■ **What the task asks**
Your answer should repeat exactly the lines from the one holding "Query: overcast sky" through the end of the data, and it should contain no pictures.

■ **Referring expression pointing data**
■ ■ ■ ■ ■

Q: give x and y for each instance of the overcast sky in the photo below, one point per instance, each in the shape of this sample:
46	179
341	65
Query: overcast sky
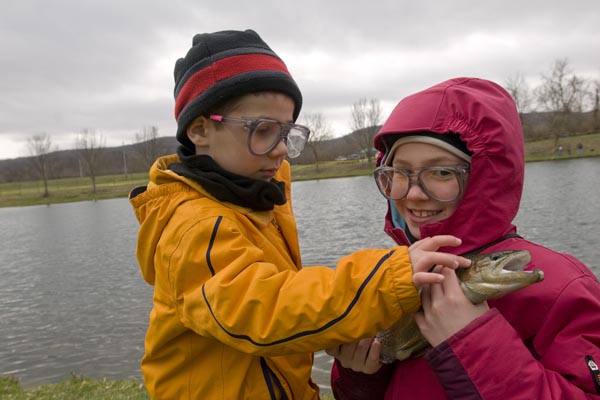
107	65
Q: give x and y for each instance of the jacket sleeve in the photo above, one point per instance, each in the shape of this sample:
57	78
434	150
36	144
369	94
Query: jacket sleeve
347	384
489	360
224	289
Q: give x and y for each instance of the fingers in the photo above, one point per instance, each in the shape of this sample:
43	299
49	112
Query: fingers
435	242
424	255
360	356
422	279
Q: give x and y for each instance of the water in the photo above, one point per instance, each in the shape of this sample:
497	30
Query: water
72	299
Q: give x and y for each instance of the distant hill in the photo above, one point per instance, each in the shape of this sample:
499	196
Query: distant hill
130	158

■ ■ ■ ■ ■

■ **Task result**
Query: overcast sky
107	65
Q: give x and y for each instance of the jacket sleeve in the photo above, one point per instance, each in the shape of this sample:
57	78
434	150
36	144
369	94
Query: jacket sleeve
347	384
489	360
224	289
Q: give x and y for each instance of the fingers in the photo above, one point per instance, each in the shape of this sample:
43	299
49	112
Query: fingers
435	242
424	255
360	356
422	279
Q: give x and y for each instance of the water in the photo above, one point per instance, each in the shape of this sample:
497	30
Query: water
72	299
Q: give x and y for each instance of the distant hill in the photo above, one point per instance, each in the shape of this sample:
499	196
Query: distant hill
130	158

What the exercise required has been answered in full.